• [Directive]
Reproduce the entire passage on reviewing reasonable-cause findings without changing a word.

• [Text section]
An important point to remember in reviewing a district court’s determination of reasonable cause is that the district judge need not resolve conflicting evidence between the parties. See Fleischut [v. Nixon Detroit Diesel, Inc., 859 F.2d 26, 29 (6th Cir. 1988)] (stating that the appellant’s appeal did not seriously challenge whether reasonable cause exists; instead it simply showed that a conflict in the evidence exists); Gottfried [v. Frankel, 818 F.2d 485, 494 (6th Cir. 1987)] (same). Rather, so long as facts exist which could support the Board’s theory of liability, the district court’s findings cannot be clearly erroneous. Fleischut, 859 F.2d at 29; Gottfried, 818 F.2d at 494.


Schaub, 250 F.3d at 969 (emphasis added).


            Similarly, at a temporary reinstatement hearing, the Judge must determine “whether the evidence mustered by the miner[] to date established that [his or her] complaint[] [is] nonfrivolous, not whether there is sufficient evidence of discrimination to justify permanent reinstatement.” JWR, 920 F.2d 744. As the Commission has recognized, “it [is] not the judge’s duty, nor is it the Commission’s, to resolve the conflict in testimony at this preliminary stage of the proceedings.” Sec’y of Labor on behalf of Bussanich v. Centralia Mining Co., 22 FMSHRC 153, 164 (Feb. 2000) (Marks and Beatty, dissenting). The Commission applies the substantial evidence standard in reviewing the Judge’s determination. Footnote Id. at 157.

Picture annotation entries
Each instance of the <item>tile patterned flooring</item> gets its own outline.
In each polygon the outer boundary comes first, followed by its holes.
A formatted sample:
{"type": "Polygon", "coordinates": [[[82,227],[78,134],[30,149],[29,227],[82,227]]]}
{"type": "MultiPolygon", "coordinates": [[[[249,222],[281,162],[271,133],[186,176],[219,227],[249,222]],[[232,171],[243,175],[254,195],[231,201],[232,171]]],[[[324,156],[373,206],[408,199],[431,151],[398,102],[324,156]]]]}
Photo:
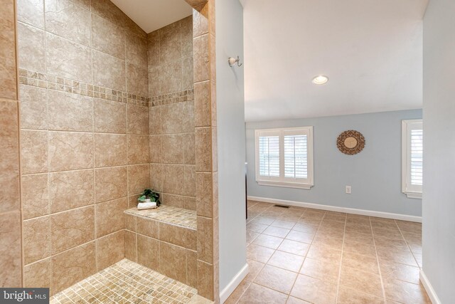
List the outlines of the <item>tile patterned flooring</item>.
{"type": "MultiPolygon", "coordinates": [[[[50,303],[188,303],[197,290],[123,259],[58,293],[50,303]]],[[[210,303],[210,301],[208,301],[210,303]]]]}
{"type": "Polygon", "coordinates": [[[226,303],[431,303],[420,224],[248,204],[250,273],[226,303]]]}

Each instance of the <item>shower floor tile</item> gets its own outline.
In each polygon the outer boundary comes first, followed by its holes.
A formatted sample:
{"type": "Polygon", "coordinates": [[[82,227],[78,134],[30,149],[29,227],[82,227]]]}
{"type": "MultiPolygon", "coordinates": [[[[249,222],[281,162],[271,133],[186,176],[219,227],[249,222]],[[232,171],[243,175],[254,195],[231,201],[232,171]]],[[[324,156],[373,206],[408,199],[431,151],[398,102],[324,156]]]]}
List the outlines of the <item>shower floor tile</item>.
{"type": "Polygon", "coordinates": [[[127,259],[50,298],[51,303],[187,303],[197,290],[127,259]]]}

• [The output]
An important point to remember in reviewing a district court’s determination of reasonable cause is that the district judge need not resolve conflicting evidence between the parties. See Fleischut [v. Nixon Detroit Diesel, Inc., 859 F.2d 26, 29 (6th Cir. 1988)] (stating that the appellant’s appeal did not seriously challenge whether reasonable cause exists; instead it simply showed that a conflict in the evidence exists); Gottfried [v. Frankel, 818 F.2d 485, 494 (6th Cir. 1987)] (same). Rather, so long as facts exist which could support the Board’s theory of liability, the district court’s findings cannot be clearly erroneous. Fleischut, 859 F.2d at 29; Gottfried, 818 F.2d at 494.


Schaub, 250 F.3d at 969 (emphasis added).


            Similarly, at a temporary reinstatement hearing, the Judge must determine “whether the evidence mustered by the miner[] to date established that [his or her] complaint[] [is] nonfrivolous, not whether there is sufficient evidence of discrimination to justify permanent reinstatement.” JWR, 920 F.2d 744. As the Commission has recognized, “it [is] not the judge’s duty, nor is it the Commission’s, to resolve the conflict in testimony at this preliminary stage of the proceedings.” Sec’y of Labor on behalf of Bussanich v. Centralia Mining Co., 22 FMSHRC 153, 164 (Feb. 2000) (Marks and Beatty, dissenting). The Commission applies the substantial evidence standard in reviewing the Judge’s determination. Footnote Id. at 157.